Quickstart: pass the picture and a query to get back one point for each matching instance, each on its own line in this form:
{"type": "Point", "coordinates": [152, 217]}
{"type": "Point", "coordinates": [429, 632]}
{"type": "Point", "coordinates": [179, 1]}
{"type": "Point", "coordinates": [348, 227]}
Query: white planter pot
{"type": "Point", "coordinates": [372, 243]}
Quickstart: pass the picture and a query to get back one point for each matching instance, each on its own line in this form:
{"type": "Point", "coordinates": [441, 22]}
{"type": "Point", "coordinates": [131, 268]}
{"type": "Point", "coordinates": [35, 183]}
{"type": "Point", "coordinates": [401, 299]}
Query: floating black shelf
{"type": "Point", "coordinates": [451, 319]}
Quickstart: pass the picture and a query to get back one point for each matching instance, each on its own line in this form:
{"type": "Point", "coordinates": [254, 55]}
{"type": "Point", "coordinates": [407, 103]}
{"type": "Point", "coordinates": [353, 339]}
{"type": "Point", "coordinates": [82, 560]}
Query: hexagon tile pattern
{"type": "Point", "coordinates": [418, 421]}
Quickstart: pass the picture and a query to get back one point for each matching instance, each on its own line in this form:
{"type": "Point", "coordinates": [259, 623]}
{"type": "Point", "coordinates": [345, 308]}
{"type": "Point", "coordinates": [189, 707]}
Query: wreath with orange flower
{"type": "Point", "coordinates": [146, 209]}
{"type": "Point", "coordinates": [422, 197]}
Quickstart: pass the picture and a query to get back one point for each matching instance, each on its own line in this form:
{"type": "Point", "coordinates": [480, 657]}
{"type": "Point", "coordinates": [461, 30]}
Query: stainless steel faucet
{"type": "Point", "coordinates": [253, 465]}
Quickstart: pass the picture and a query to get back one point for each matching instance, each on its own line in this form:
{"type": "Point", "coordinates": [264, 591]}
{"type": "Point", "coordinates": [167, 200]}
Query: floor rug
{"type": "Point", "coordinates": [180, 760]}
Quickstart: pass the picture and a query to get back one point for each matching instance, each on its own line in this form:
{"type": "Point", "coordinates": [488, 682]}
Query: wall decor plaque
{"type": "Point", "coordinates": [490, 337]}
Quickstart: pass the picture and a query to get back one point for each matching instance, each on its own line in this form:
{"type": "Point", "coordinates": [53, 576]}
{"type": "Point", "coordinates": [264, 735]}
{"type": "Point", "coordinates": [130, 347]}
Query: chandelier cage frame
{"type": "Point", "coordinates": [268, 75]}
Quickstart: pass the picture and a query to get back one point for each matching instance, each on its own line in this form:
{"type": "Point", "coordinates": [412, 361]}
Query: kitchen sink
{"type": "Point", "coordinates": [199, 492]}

______________________________

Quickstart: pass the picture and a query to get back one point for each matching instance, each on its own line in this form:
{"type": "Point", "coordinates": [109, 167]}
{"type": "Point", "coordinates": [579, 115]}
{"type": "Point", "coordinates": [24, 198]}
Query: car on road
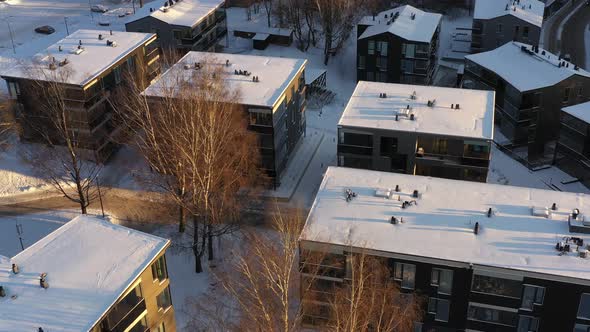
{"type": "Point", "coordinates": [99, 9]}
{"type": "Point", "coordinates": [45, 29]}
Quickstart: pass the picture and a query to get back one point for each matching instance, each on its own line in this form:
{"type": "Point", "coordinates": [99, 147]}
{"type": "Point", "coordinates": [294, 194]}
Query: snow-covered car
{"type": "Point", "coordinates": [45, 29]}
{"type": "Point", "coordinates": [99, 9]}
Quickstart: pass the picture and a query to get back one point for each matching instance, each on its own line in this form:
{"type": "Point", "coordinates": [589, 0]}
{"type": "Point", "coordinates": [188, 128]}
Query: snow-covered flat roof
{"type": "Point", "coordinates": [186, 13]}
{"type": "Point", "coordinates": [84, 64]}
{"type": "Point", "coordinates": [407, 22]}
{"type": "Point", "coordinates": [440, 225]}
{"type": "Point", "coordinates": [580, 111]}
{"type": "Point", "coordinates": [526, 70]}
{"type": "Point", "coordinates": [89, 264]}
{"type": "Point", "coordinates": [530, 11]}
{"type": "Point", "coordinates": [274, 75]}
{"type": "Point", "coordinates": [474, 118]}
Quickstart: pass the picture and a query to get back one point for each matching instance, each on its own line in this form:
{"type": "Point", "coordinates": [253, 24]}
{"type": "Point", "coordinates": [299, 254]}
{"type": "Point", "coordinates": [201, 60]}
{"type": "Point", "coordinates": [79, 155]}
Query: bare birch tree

______________________________

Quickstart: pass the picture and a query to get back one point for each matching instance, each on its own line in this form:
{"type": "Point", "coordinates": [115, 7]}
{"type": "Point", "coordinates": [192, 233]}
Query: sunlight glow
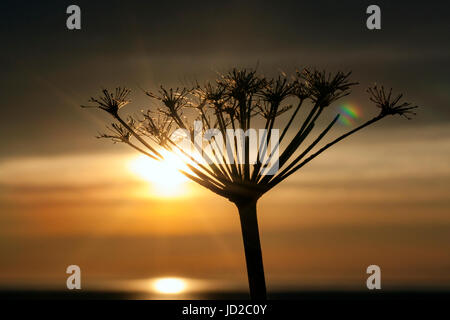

______________________________

** Task statement **
Take the listing above and repeat exactly the lines from the one containing "Query: snow-covered flat roof" through the one containing "Query: bare birch tree", both included.

** Result of this exercise **
Query: snow-covered flat roof
{"type": "Point", "coordinates": [186, 13]}
{"type": "Point", "coordinates": [84, 64]}
{"type": "Point", "coordinates": [407, 22]}
{"type": "Point", "coordinates": [440, 225]}
{"type": "Point", "coordinates": [580, 111]}
{"type": "Point", "coordinates": [526, 70]}
{"type": "Point", "coordinates": [89, 264]}
{"type": "Point", "coordinates": [530, 11]}
{"type": "Point", "coordinates": [274, 75]}
{"type": "Point", "coordinates": [474, 118]}
Quickstart: pass the picture and a query to get back one point for each matching instance, each on its own line in this form:
{"type": "Point", "coordinates": [253, 24]}
{"type": "Point", "coordinates": [299, 254]}
{"type": "Point", "coordinates": [201, 60]}
{"type": "Point", "coordinates": [79, 155]}
Query: bare birch tree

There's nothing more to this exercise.